§ What you will do
Retype each line of the material below precisely, with no changes or omissions.

[Pointing entries for labeled objects]
..............................

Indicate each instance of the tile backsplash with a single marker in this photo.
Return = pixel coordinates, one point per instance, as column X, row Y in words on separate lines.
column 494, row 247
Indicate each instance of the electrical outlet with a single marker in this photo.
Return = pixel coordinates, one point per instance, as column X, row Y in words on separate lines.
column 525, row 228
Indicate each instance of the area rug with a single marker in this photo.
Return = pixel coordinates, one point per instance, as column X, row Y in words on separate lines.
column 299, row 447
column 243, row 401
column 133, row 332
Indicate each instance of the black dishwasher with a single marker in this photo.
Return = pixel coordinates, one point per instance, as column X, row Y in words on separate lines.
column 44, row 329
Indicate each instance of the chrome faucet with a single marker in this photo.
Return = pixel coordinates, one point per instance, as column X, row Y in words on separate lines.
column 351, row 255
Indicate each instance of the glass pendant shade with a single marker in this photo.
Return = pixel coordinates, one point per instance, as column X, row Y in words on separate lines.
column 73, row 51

..............................

§ Exercise response
Indicate each instance of the tile backsplash with a single marker in this photo.
Return = pixel coordinates, one point per instance, as column X, row Y in words on separate lines.
column 494, row 247
Indicate each instance of the electrical outlet with a single marker in this photo.
Return = pixel coordinates, one point per instance, as column X, row Y in words on separate lines.
column 525, row 228
Indicate each instance of the area rug with a single marker in this photo.
Return = pixel coordinates, one point per instance, as column X, row Y in words on separate lines.
column 299, row 447
column 243, row 401
column 133, row 332
Indicate each instance of the black dishwasher with a single marker in this photo.
Return = pixel coordinates, one point per instance, as column X, row Y in words on separate lines.
column 44, row 329
Indicate each instance of the chrome faucet with a single marker in this photo.
Return = pixel coordinates, one point per instance, as column X, row Y in words on separate lines.
column 351, row 255
Indicate each instance of the glass pendant shade with a single marker in this photo.
Return = pixel coordinates, one point per instance, as column X, row Y in words on separate lines.
column 73, row 51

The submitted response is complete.